A long time ago in a service bay far away, the average tread life of a bias ply tire was 20,000 miles. Even with belted bias ply tires, you did well to get 30,000 miles. Shocks, ball joints and bushings averaged out at 40,000. Today, modern radials can get 60,000 and suspension parts can go 80,000 to 100,000.
Potholes and road splash take the biggest toll on suspension parts, especially on the vehicle’s right (curb) side. Shocks, struts and ball joints receive the most attention for replacement. Unless the anti-roll bar is making noise, it tends to be missed when the suspension is serviced. This is also true for upper strut bearings and control arm bushings. With so many minivans, crossovers, SUVs, vans and trucks on the road, special attention should be given to the chassis anti-roll bar on these vehicles as the anti-roll bar has a significant affect on a vehicle’s stability during a cornering maneuver as their center of mass is higher than a passenger vehicle.
Cornering or lateral acceleration causes the chassis to roll. The faster the corner, the more the chassis will tend to roll. During a cornering maneuver, entire weight distribution of the vehicle changes. In a right hand corner, the most weight is placed on the left front wheel. The right rear wheel carries the least amount of weight. If the vehicle is breaking in the corner, even more weight is shifted the right front wheel.
Chassis roll is determined by an axis running from the rear roll center to the front roll center of the vehicle. The axis forms a plane that determines the rotation of the chassis during a corner. The inclination of the plane and center of mass of a vehicle determine how much the chassis roll will occur during a corner. The chassis anti-roll bar is also called a sway bar or stabilizer. It is a mechanical device made up of a formed metal bar that can be solid or hollow and connector links. The bar attaches to the chassis and then links connect it to the lower control arms or struts. The change in position of the control arms will cause the bar to lift the chassis on one side and pull it down on the other depending on the direction of the turn. (See Figure 1.)

**Extracted data:**
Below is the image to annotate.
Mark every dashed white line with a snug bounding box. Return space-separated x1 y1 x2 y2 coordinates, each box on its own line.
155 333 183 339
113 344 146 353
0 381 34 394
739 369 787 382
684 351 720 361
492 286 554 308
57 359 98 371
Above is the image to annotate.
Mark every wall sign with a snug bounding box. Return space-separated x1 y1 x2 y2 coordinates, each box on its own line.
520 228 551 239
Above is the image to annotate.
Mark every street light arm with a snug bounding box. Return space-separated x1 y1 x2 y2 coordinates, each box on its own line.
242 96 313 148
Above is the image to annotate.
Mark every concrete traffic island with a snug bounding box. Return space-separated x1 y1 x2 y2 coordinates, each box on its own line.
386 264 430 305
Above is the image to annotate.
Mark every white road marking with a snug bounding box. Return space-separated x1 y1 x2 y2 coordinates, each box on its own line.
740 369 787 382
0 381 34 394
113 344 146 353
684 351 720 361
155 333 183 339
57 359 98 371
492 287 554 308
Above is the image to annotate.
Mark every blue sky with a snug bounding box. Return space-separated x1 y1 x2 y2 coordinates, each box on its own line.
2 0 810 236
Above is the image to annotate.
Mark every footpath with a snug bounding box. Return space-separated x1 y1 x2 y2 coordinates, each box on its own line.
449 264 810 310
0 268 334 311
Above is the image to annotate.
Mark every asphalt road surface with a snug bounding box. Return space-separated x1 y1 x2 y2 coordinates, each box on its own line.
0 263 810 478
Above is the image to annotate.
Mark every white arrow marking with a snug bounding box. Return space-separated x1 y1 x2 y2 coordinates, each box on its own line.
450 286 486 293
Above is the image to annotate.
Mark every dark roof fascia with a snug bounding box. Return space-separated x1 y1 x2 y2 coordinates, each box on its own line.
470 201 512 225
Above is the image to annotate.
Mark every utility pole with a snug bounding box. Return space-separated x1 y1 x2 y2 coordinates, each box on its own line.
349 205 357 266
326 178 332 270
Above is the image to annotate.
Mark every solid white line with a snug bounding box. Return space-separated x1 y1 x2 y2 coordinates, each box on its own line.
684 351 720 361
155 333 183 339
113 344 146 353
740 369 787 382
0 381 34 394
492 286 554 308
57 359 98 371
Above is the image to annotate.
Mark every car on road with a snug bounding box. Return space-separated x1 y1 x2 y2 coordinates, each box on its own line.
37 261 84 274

**Task requirements:**
a: Can you shorten the paragraph of the suspension article that begins "A long time ago" into a brief list that keeps its mileage figures?
b: Would you reproduce the suspension article word for word, from "Potholes and road" to "a passenger vehicle."?
The records are separate material that stands apart from the suspension article.

**Answers for the tasks:**
a:
- Bias ply tires once averaged 20,000 miles of tread life.
- Belted bias ply tires did well to reach 30,000 miles.
- Shocks, ball joints and bushings averaged 40,000 miles.
- Modern radials can get 60,000 miles.
- Suspension parts can now go 80,000 to 100,000 miles.

b:
Potholes and road splash take the biggest toll on suspension parts, especially on the vehicle’s right (curb) side. Shocks, struts and ball joints receive the most attention for replacement. Unless the anti-roll bar is making noise, it tends to be missed when the suspension is serviced. This is also true for upper strut bearings and control arm bushings. With so many minivans, crossovers, SUVs, vans and trucks on the road, special attention should be given to the chassis anti-roll bar on these vehicles as the anti-roll bar has a significant affect on a vehicle’s stability during a cornering maneuver as their center of mass is higher than a passenger vehicle.